REQUIRED TASK: Copy every one of the rows below word for word, and leave the pictures out of your copy.

ENTRIES PROVIDED:
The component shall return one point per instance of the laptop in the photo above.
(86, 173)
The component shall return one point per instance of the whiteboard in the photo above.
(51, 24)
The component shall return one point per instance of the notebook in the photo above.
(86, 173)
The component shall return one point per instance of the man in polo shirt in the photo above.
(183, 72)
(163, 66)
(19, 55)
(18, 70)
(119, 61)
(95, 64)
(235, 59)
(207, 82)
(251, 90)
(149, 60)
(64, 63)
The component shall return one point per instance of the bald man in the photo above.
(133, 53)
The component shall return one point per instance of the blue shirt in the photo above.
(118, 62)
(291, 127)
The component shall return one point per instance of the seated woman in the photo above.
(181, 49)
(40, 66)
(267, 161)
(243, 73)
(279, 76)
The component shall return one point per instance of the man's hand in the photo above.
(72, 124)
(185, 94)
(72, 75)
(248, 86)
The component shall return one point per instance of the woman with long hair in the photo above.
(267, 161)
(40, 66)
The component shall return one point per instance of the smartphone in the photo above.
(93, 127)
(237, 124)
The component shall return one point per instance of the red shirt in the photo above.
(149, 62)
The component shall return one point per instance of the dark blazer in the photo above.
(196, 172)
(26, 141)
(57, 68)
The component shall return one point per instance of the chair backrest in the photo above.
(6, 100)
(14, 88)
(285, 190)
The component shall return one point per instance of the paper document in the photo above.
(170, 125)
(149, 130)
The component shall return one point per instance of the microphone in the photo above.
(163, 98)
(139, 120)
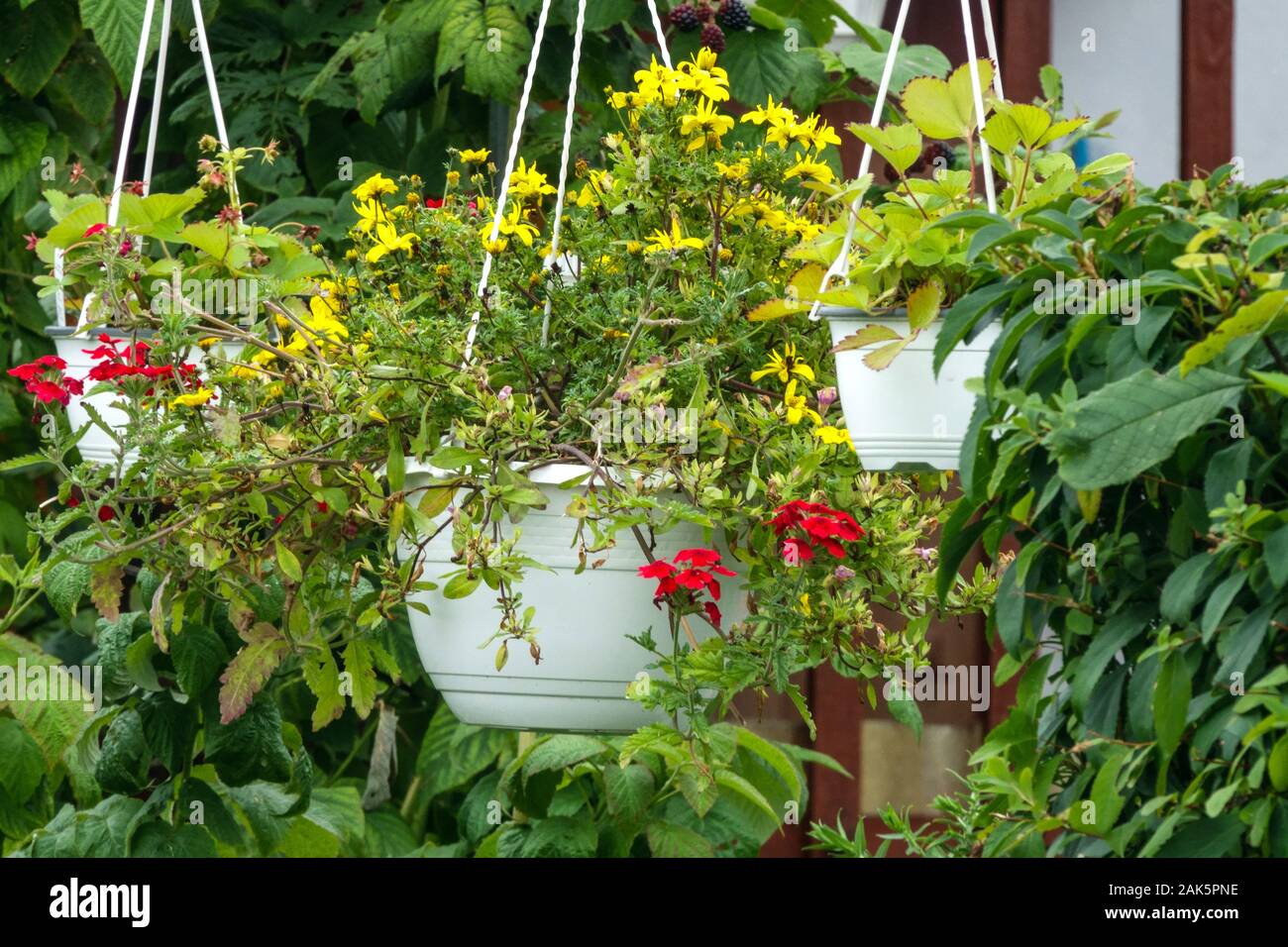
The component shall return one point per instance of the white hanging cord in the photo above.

RESULT OF THIS TASK:
The component shall return one point per instance of the laptop in the photo above.
(86, 173)
The component shall return one point per instance of the whiteboard in the photo above.
(51, 24)
The component shall return one point per instance of the notebook in the photo above.
(86, 173)
The component shall return one point per instance of the man in polo shirt in the photo above.
(183, 72)
(163, 66)
(19, 55)
(18, 70)
(119, 61)
(95, 64)
(235, 59)
(207, 82)
(251, 90)
(149, 60)
(64, 63)
The component shall return one point per instance of the bald man in the photo above.
(133, 53)
The component shall return one point per instance of the blue shirt in the photo above.
(118, 62)
(291, 127)
The component shall return one point per instance of the seated woman in the photo above.
(181, 49)
(40, 66)
(267, 161)
(243, 73)
(279, 76)
The component shall return one point per instance of the man's hand in the photo above.
(72, 124)
(185, 94)
(72, 75)
(248, 86)
The component shall return one point per instance of the woman with long hair in the photo above.
(267, 161)
(40, 66)
The component shall return one point per instance of the smartphone in the photo above.
(93, 127)
(237, 124)
The component shall return one point per instance of the red shirt in the photo above.
(149, 62)
The component shall return one point per instance of the dark blazer in the photo above.
(196, 172)
(26, 141)
(57, 68)
The component shall return one point per instance of the chair backrest in the photo above.
(6, 100)
(14, 88)
(285, 190)
The component shall return one point per instance of the paper document in the photo above.
(170, 125)
(149, 130)
The component shall return one point per instance of the microphone in the photo above.
(163, 98)
(139, 120)
The component shall return one point per instance of the white hanging cord in the photo above.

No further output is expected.